§ TASK INSTRUCTIONS: Look for "the white wristband" in the records below, then copy that line and every line after it, exactly and with nothing added.

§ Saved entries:
↓↓↓
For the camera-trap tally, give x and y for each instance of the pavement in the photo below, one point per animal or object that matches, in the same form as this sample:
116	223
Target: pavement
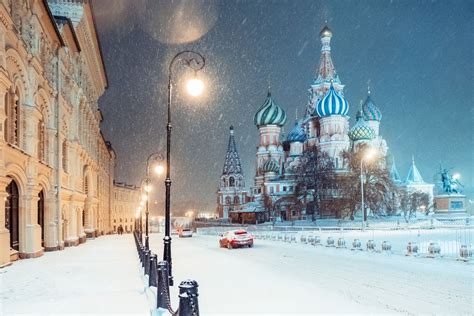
96	278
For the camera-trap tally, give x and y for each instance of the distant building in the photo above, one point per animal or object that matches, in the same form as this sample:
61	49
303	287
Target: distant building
325	125
125	203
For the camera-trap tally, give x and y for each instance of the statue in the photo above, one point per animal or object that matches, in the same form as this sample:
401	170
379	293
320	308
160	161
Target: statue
450	183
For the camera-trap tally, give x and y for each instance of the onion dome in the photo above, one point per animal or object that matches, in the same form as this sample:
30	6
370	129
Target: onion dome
297	134
333	103
270	113
370	111
325	32
270	165
361	130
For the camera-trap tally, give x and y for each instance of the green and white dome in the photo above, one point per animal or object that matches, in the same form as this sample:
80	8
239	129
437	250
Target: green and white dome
270	165
361	130
270	114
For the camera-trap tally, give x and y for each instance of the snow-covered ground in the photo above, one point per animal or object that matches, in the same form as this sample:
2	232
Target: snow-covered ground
273	278
292	279
95	278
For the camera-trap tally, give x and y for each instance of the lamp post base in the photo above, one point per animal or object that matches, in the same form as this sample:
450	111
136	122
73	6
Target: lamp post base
167	257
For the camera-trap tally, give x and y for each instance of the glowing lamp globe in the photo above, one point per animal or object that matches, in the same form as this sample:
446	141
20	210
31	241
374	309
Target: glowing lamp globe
195	87
159	169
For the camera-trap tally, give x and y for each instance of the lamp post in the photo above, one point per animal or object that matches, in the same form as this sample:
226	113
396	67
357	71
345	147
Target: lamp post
367	156
196	62
155	156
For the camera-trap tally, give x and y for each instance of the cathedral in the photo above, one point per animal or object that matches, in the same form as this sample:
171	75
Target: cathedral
325	124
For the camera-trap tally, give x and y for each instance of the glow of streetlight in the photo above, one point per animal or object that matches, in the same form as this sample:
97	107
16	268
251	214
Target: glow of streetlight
370	154
195	87
159	169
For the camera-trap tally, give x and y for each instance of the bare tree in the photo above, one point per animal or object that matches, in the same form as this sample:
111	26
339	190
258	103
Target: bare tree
315	178
379	189
411	202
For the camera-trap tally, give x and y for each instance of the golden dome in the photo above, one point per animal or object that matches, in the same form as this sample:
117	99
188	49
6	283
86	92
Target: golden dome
325	32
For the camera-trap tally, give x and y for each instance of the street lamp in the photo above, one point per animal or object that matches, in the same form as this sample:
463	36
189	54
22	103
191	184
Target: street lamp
196	62
367	156
155	156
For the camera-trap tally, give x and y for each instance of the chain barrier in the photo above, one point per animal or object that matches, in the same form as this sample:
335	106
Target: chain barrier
158	275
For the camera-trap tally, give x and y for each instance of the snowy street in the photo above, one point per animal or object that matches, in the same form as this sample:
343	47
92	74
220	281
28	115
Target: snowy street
102	276
95	278
282	278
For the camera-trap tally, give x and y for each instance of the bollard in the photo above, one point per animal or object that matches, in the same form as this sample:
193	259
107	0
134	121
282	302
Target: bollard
341	243
412	249
162	291
433	250
464	253
188	298
146	262
142	254
356	244
386	246
370	245
330	242
152	279
317	241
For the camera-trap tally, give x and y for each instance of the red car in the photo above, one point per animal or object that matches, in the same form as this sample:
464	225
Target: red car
236	238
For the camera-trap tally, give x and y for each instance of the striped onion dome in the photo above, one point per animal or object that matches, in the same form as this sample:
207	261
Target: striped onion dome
297	134
270	113
370	111
270	165
333	103
361	130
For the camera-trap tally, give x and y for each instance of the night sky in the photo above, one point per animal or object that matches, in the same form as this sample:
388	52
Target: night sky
417	55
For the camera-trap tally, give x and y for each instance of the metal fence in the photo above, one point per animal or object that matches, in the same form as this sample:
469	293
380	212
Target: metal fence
448	241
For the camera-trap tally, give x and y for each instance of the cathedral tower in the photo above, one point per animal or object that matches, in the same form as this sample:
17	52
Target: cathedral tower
231	195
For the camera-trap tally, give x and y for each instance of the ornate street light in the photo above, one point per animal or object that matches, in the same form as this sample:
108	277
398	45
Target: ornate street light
196	62
367	156
153	156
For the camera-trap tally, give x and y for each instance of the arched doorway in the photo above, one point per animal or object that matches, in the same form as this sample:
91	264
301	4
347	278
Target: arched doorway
12	214
41	214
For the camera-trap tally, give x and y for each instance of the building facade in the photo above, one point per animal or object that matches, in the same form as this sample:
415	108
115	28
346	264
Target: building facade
126	201
56	169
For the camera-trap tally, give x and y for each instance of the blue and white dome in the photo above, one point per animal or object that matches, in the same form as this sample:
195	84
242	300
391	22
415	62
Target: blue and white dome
361	130
370	111
297	134
333	103
270	165
270	113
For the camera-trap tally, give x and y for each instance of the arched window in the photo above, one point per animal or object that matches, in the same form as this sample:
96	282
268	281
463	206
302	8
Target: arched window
12	214
41	214
12	126
64	156
41	141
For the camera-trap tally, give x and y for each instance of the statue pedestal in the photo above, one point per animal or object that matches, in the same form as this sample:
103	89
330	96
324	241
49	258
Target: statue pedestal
450	204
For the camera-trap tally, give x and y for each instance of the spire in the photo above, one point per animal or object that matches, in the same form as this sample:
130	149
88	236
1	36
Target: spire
394	173
414	175
232	160
326	71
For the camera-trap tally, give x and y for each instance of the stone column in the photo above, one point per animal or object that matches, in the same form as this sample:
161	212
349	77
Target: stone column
31	245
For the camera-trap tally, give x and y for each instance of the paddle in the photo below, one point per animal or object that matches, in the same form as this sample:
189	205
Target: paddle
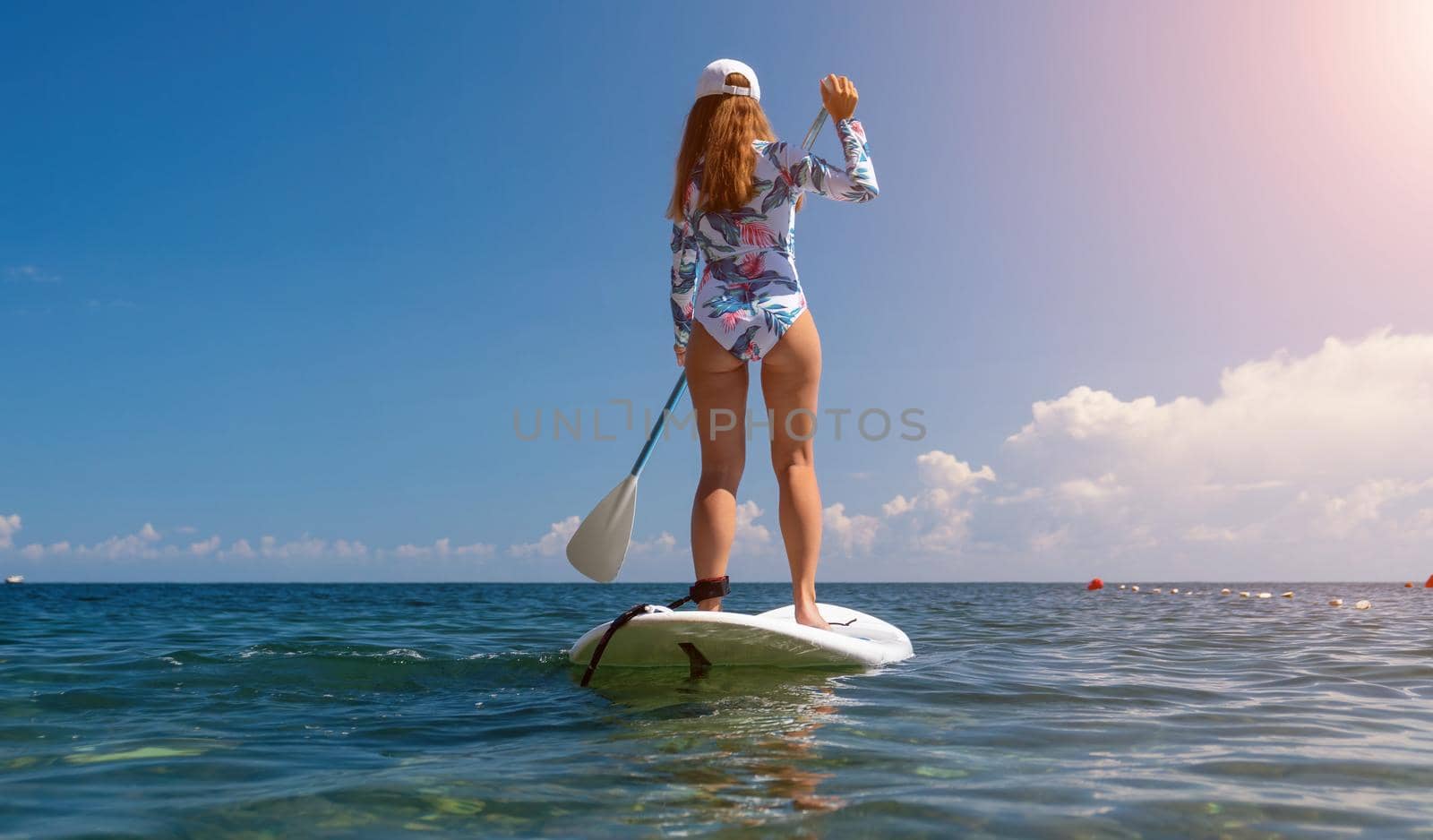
601	542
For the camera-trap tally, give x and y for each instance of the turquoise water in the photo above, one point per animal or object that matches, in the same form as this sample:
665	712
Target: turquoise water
450	710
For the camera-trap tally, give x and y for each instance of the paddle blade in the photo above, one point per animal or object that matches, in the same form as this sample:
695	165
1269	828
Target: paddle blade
599	545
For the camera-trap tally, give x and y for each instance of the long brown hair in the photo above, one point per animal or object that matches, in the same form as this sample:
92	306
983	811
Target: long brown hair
721	126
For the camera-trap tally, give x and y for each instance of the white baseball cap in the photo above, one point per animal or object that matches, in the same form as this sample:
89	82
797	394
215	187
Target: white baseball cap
714	79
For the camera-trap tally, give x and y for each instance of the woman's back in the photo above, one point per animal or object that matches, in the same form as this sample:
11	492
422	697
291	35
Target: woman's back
750	290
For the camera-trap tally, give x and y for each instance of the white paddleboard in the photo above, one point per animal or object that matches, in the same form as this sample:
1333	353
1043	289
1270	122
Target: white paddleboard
665	639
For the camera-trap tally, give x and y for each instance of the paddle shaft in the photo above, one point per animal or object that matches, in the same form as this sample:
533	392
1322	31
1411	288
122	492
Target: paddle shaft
661	424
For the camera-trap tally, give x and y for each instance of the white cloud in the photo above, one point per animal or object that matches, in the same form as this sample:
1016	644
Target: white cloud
9	525
135	545
938	518
444	548
240	549
659	545
551	544
205	548
29	274
1322	460
850	534
751	536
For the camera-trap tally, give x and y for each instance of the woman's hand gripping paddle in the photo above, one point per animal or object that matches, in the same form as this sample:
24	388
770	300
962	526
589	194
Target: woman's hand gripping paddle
601	542
599	545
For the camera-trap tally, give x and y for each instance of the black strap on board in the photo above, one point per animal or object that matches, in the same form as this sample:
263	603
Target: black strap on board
701	591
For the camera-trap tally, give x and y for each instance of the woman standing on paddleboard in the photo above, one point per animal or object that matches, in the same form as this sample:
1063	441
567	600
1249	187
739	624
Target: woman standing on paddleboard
735	198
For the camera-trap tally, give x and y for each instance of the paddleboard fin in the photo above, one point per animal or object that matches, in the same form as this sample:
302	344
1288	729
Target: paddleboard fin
699	664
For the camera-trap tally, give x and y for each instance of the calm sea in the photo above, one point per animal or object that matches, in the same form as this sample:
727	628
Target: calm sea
450	710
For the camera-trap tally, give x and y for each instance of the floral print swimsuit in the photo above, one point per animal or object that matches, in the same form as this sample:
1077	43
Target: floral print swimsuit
750	294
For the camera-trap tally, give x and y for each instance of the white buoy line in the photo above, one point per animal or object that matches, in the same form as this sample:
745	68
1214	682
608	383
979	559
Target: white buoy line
1360	604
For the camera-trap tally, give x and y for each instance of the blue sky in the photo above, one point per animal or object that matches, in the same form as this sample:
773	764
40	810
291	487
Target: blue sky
288	272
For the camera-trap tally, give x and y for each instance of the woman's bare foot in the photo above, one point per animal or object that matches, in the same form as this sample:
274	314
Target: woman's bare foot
810	617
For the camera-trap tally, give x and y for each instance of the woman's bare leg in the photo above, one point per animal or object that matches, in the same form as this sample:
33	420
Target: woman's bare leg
790	380
718	384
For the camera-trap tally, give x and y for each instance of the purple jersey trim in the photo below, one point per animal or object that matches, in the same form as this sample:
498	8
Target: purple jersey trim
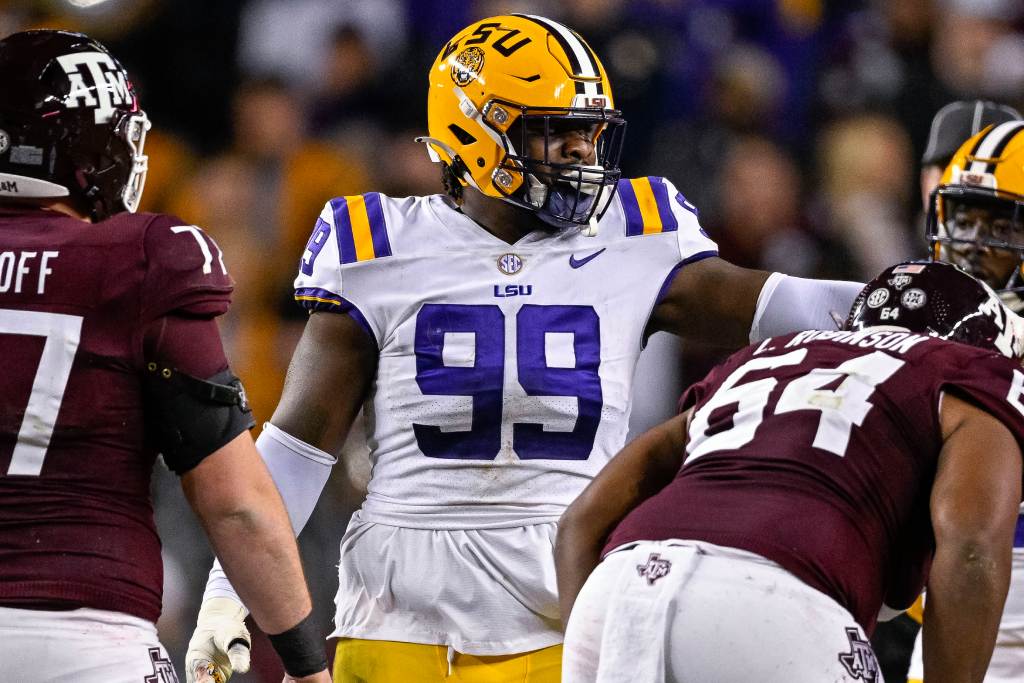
378	226
660	190
343	229
312	299
628	198
699	256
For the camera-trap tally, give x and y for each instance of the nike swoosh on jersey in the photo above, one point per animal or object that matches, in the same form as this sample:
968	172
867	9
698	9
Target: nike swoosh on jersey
579	263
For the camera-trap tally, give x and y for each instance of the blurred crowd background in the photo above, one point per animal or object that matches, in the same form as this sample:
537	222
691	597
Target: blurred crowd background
795	126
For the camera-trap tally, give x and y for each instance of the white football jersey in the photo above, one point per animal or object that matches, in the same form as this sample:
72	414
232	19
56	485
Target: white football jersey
505	374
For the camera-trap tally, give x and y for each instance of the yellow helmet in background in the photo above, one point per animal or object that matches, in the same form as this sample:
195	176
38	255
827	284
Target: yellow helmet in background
976	215
506	75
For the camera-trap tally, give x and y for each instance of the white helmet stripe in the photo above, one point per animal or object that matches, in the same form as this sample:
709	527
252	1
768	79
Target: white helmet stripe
588	67
991	144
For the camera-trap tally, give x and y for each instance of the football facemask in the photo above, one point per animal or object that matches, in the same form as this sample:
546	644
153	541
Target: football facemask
939	300
976	215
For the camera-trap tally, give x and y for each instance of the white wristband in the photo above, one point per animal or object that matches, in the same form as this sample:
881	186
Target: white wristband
791	304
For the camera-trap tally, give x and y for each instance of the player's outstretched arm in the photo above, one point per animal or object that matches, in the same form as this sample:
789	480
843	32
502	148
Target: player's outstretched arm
328	380
242	512
974	507
644	467
719	303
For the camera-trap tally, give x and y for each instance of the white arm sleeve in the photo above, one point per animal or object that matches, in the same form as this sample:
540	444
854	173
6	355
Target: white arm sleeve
300	472
791	304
↑↑↑
§ SOLUTION TO THIS EXERCISE:
For the camera-trap tally, give x and y for each instance of the white wristband in the photo above, one point per animal or object that matches, in the same form as this sample:
881	186
Target: white wristband
791	304
For the camera-trap tally, give x and y for each instance of the player's outstretched arm in the photo above, one point per animal or object that matches, in the same form as this sample:
789	480
843	32
502	148
Target: player's outstretched arm
328	380
242	512
974	507
644	467
719	303
For the camera-trap tally, give x and y for each instance of the white arm sleeve in the photo above, one point per animal or object that matches, in the same form as this sample:
540	444
854	173
6	355
Target: white arm sleeve
300	472
791	304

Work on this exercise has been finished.